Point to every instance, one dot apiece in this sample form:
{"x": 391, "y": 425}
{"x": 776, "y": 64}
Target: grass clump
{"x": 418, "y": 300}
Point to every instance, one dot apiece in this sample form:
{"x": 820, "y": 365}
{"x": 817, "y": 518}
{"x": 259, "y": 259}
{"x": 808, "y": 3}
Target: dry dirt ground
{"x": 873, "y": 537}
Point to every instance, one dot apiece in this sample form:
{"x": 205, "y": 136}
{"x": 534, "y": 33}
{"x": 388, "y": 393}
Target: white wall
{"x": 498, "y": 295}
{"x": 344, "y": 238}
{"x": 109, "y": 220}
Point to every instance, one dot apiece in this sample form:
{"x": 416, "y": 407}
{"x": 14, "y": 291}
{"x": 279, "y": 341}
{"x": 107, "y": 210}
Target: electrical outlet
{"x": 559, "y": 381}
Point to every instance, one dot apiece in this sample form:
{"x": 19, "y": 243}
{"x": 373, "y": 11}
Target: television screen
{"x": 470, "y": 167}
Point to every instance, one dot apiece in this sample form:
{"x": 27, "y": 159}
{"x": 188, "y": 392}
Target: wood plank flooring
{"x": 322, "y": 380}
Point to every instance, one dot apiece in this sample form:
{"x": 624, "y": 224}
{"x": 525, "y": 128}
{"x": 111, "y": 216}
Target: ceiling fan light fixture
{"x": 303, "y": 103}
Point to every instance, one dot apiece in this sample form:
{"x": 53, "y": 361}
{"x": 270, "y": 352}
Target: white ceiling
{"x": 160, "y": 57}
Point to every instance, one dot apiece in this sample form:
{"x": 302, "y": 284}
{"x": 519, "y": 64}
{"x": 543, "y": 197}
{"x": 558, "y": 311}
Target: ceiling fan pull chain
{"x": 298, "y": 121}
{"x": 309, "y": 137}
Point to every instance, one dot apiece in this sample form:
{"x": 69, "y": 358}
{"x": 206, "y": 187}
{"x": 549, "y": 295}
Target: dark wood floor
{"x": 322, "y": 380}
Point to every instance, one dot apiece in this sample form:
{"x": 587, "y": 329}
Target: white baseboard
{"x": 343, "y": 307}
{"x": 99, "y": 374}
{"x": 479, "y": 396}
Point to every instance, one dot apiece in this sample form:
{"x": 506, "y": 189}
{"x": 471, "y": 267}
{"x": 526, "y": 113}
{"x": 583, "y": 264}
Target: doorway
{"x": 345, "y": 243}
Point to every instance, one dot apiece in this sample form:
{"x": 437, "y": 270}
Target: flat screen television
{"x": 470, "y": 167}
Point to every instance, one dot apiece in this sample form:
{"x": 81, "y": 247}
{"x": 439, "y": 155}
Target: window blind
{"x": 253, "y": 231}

# # # # #

Problem description:
Transcribe every line of the data, exactly as it stands.

The solution:
Point to every instance, one dot apiece in this sample form:
{"x": 391, "y": 425}
{"x": 776, "y": 64}
Target: grass clump
{"x": 418, "y": 300}
Point to every instance, one dot apiece in this sample form:
{"x": 820, "y": 365}
{"x": 817, "y": 518}
{"x": 259, "y": 259}
{"x": 808, "y": 3}
Target: dry dirt ground
{"x": 873, "y": 537}
Point to every instance, one dot apiece in this sample form:
{"x": 205, "y": 136}
{"x": 534, "y": 33}
{"x": 388, "y": 393}
Target: white wall
{"x": 498, "y": 295}
{"x": 344, "y": 238}
{"x": 109, "y": 220}
Point to every instance, one dot apiece in this sample form:
{"x": 416, "y": 407}
{"x": 14, "y": 291}
{"x": 279, "y": 341}
{"x": 107, "y": 210}
Target: electrical outlet
{"x": 559, "y": 381}
Point to every instance, one dot apiece in this sample form:
{"x": 19, "y": 243}
{"x": 373, "y": 11}
Target: television screen
{"x": 470, "y": 167}
Point to every instance, one dot apiece in this sample form:
{"x": 27, "y": 159}
{"x": 188, "y": 392}
Target: wood plank flooring
{"x": 322, "y": 380}
Point to every instance, one dot apiece in this sample form:
{"x": 624, "y": 224}
{"x": 525, "y": 128}
{"x": 111, "y": 216}
Target: ceiling fan light fixture
{"x": 303, "y": 103}
Point to every instance, one dot apiece in this sample form:
{"x": 53, "y": 361}
{"x": 270, "y": 352}
Target: white ceiling
{"x": 160, "y": 57}
Point to every instance, one dot apiece in this sample form:
{"x": 302, "y": 284}
{"x": 519, "y": 64}
{"x": 543, "y": 197}
{"x": 558, "y": 311}
Target: ceiling fan pull chain
{"x": 298, "y": 121}
{"x": 309, "y": 137}
Point to every instance, one dot apiece in this sample form:
{"x": 69, "y": 358}
{"x": 206, "y": 187}
{"x": 549, "y": 295}
Target: dark wood floor
{"x": 322, "y": 380}
Point to every instance, one dot apiece in this sample form:
{"x": 587, "y": 329}
Target: white baseboard
{"x": 343, "y": 307}
{"x": 99, "y": 374}
{"x": 479, "y": 396}
Point to every instance, one dot apiece in this sample form:
{"x": 506, "y": 189}
{"x": 471, "y": 267}
{"x": 526, "y": 113}
{"x": 583, "y": 264}
Target: doorway
{"x": 345, "y": 243}
Point to every instance, one dot apiece in this sample form:
{"x": 437, "y": 270}
Target: flat screen television
{"x": 470, "y": 167}
Point to every instance, one dot apiece in this sample form:
{"x": 81, "y": 247}
{"x": 439, "y": 155}
Target: window blind
{"x": 253, "y": 231}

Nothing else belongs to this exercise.